Top of TEXT BLOCK

How many times have you heard, “curveballs place more stress on the elbow than fastballs, ” or ” throwing curveballs will ruin a young kids elbow,” or something similar from a coach or parent? I imagine quite a bit.
Research paints a different picture though. In a research article that Dr. Glenn Fleisig and Dr. James Andrews published in Sports Health in 2012, they cited six studies that either showed a curveball actually places less or equal varus torque on the elbow than a fastball or pitchers who began throwing the curveball at an age 13 years old or younger did not have any greater injury risk than pitchers who started throwing it at an older age. Rather the primary cause of youth elbow injuries was found to be overuse: pitches per game, innings per year, and months pitched per year. Pitching while fatigued, pitching for two different teams during the same competitive season and poor pitching mechanics in general were also found to contribute to youth elbow injuries.
You can read the full study here:
A more recent literature review regarding curveball use and youth injury risk by Grantham et al. in 2015 looked at 10 studies related to curveball biomechanics and 5 studies related to pain or injury incidence while throwing curveballs. Of the 10 biomechanical studies, none of them reported more increased torque at the shoulder or elbow when throwing a curveball versus a fastball. Three of the five pain related studies reported no relationship between curveballs and shoulder/elbow pain while 1 study did report more shoulder pain from thowing a curveball versus a fastball.
You can find they study here:
Generally speaking, these studies have shown velocity of the pitch, not type of pitch, is what results in higher levels of stress at the elbow and shoulder.

Bottom of TEXT BLOCK
Top of EXTRACTED INFORMATION

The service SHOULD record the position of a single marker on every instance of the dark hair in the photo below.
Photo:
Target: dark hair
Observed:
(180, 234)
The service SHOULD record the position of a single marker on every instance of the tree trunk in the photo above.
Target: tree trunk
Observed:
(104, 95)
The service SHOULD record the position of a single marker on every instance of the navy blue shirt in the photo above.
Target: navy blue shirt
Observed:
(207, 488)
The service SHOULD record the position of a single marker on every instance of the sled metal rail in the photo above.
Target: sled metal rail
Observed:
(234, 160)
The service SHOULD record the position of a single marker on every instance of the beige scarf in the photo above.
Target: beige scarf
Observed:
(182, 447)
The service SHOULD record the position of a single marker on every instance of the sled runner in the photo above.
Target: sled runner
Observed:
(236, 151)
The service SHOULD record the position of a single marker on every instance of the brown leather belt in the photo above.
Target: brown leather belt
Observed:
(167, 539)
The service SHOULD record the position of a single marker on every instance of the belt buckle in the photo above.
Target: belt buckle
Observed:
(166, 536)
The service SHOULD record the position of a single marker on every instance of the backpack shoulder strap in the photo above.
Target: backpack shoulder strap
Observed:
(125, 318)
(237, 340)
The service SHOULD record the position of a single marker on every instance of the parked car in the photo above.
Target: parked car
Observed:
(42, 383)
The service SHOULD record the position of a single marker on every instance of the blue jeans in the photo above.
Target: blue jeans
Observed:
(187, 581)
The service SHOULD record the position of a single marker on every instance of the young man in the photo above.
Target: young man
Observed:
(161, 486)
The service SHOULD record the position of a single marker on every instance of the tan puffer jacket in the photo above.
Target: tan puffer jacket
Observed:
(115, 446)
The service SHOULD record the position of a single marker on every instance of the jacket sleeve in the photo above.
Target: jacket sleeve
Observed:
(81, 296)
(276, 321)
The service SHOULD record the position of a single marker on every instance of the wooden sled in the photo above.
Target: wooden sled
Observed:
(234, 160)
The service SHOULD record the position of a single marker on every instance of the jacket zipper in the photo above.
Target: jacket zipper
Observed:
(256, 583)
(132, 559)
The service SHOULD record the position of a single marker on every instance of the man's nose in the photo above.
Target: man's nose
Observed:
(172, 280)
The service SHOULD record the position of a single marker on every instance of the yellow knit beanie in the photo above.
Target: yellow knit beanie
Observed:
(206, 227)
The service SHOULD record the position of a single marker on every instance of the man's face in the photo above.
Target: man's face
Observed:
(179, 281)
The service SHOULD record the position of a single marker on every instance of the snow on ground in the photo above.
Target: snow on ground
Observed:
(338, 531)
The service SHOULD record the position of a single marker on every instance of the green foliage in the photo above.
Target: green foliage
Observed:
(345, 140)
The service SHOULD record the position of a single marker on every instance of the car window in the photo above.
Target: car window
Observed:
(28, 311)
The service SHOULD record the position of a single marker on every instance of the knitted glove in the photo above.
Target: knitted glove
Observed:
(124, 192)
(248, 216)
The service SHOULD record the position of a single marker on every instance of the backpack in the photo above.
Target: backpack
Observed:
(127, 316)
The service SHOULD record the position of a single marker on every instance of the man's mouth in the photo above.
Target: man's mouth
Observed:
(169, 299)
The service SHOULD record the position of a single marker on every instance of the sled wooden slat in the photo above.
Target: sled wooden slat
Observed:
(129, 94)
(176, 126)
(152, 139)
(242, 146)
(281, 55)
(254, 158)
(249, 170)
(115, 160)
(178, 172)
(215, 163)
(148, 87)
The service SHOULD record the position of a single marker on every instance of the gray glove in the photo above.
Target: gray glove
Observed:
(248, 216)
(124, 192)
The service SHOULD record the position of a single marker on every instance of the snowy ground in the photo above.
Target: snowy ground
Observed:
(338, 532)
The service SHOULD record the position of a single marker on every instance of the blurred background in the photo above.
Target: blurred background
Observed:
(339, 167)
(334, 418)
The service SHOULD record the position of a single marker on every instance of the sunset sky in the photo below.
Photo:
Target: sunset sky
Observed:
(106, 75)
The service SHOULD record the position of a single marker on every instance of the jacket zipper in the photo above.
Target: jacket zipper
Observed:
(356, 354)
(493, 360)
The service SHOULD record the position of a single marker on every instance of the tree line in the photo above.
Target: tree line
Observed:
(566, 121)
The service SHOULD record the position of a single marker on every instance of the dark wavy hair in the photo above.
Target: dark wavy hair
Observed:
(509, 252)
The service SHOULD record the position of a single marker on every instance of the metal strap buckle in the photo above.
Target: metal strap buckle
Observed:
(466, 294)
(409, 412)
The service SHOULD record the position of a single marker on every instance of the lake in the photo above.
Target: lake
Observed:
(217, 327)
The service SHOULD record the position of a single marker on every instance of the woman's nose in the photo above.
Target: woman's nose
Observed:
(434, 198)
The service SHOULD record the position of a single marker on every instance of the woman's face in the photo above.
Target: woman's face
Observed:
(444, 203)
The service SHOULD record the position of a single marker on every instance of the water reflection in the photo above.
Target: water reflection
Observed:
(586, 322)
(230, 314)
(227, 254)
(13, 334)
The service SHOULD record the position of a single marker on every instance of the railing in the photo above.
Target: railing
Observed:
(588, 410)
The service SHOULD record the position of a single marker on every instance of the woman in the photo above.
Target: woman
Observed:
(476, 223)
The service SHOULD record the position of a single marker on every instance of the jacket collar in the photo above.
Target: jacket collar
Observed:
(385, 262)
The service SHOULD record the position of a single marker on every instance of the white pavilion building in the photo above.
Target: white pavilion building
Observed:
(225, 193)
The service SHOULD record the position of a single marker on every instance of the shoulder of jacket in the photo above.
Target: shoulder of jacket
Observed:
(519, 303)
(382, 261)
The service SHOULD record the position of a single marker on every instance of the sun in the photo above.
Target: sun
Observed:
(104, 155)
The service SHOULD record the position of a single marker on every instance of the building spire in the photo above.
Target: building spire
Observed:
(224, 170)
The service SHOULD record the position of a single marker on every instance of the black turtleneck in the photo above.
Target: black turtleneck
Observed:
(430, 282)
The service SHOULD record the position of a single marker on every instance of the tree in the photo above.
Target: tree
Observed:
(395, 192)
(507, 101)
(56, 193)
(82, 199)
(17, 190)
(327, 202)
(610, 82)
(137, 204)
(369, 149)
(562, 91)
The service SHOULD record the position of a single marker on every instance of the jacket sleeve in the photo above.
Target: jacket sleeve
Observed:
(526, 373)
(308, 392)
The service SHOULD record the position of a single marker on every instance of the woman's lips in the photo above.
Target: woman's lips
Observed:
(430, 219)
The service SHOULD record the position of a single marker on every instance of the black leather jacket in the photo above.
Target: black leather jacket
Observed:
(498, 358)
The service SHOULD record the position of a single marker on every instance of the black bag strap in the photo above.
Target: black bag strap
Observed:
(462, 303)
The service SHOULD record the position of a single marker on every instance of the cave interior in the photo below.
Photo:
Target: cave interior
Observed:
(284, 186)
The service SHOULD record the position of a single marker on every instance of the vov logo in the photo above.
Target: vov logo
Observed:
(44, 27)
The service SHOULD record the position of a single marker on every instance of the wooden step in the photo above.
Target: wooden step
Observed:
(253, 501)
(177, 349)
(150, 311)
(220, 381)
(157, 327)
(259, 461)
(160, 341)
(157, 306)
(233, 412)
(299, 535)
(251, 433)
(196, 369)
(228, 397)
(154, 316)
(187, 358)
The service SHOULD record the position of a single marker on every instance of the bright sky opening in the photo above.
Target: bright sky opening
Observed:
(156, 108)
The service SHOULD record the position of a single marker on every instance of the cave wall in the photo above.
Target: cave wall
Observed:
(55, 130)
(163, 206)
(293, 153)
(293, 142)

Bottom of EXTRACTED INFORMATION

*WORK REQUEST A*
List every factor that the article on curveballs and youth arm injuries names as a cause of, or contributor to, youth elbow injuries.
*WORK REQUEST B*
Write the next paragraph of the article on curveballs and youth arm injuries, picking up after its final sentence.

*EXERCISE RESULT A*
- Pitches per game
- Innings per year
- Months pitched per year
- Pitching while fatigued
- Pitching for two different teams during the same competitive season
- Poor pitching mechanics in general

*EXERCISE RESULT B*
There is however, a non-peer reviewed thus non-published in house study done on a small sample size of higher level pitchers by Driveline baseball in Seattle, Washington that found some interesting data when comparing fastballs to off-speed pitches. Initially their findings supported what the other research studies have found: fastballs placed more torque on the elbow than curveballs. However, when they normalized for velocity, the curveballs actually had a higher stress value. Here is the data chart from their study. There were 8 pitchers in the study and the columns are broken down into fastball vs curveballs for each pitcher. The original stress numbers are in those columns. If you scroll to the right, you’ll see the normalized for velocity stress numbers. Driveline Fastball vs offspeed data Obviously 8 pitchers is a very small sample size and the velocity was normalized via a math equation. What’s that’s saying is all things being equal, it’s possible curveballs place more stress on the elbow than fastballs, but again velocity is the big variable here.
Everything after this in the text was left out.